Start of Block
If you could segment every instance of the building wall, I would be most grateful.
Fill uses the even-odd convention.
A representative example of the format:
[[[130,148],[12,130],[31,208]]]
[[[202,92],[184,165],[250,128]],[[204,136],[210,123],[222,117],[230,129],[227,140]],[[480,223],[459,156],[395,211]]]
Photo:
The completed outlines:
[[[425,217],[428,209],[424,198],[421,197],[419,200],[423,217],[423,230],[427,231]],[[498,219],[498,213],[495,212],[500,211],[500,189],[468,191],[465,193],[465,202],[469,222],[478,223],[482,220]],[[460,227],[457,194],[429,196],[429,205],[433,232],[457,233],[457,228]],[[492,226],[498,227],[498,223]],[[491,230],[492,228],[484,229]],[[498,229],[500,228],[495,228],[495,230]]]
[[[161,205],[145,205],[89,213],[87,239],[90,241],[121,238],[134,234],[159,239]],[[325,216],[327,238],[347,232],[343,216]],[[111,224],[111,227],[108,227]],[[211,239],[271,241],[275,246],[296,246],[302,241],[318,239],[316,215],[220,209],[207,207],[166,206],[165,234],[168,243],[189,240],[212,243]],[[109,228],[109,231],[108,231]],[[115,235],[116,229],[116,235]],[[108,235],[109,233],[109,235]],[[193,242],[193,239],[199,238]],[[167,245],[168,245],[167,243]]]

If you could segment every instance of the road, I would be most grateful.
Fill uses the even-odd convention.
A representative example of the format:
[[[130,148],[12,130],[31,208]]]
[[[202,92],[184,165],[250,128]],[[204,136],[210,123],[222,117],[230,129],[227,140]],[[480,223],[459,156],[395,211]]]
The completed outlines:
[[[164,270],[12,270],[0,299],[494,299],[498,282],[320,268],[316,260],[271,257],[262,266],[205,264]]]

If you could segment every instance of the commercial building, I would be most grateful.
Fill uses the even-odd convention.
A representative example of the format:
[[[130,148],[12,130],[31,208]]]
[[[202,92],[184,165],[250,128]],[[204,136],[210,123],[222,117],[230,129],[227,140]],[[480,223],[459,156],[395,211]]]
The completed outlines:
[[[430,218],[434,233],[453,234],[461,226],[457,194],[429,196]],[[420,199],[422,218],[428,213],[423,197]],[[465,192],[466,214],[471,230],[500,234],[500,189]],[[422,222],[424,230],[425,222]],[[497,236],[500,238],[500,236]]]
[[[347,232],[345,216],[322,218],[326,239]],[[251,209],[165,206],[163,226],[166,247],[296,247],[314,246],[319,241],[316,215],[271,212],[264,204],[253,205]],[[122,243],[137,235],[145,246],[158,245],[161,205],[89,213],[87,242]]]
End of Block
● **Exercise prompt**:
Take the lines from the top of the data through the one that contains "If you could segment every instance of the road, I" and copy them exactly, leaving out every line after it.

● **Task result**:
If you could segment every instance of the building wall, I would be most grateful.
Fill uses the even-odd convention.
A representative example of the format:
[[[130,148],[12,130],[31,208]]]
[[[202,92],[184,165],[250,128]],[[204,136],[210,123],[222,117],[230,129],[227,140]],[[480,223],[459,156],[395,211]]]
Photo:
The completed outlines:
[[[425,217],[428,209],[424,198],[421,197],[419,200],[423,217],[423,230],[427,231]],[[498,219],[498,213],[495,212],[500,211],[500,189],[468,191],[465,193],[465,202],[469,222],[478,223],[482,220]],[[460,227],[457,194],[429,196],[429,205],[433,232],[457,233],[457,228]],[[492,226],[498,227],[498,223]],[[491,230],[492,228],[484,229]],[[498,229],[500,228],[495,228],[495,230]]]
[[[161,205],[145,205],[89,213],[87,239],[90,241],[121,238],[134,234],[159,239]],[[325,216],[327,238],[347,232],[343,216]],[[111,224],[111,227],[108,227]],[[211,239],[271,241],[275,246],[296,246],[302,241],[318,239],[316,215],[220,209],[207,207],[166,206],[165,234],[168,243],[189,240],[212,243]],[[109,228],[109,231],[108,231]],[[115,235],[116,229],[116,235]],[[108,235],[109,233],[109,235]],[[193,242],[193,239],[199,238]],[[167,245],[168,245],[167,243]]]

If you could segment every instance of the road, I would be most grateful.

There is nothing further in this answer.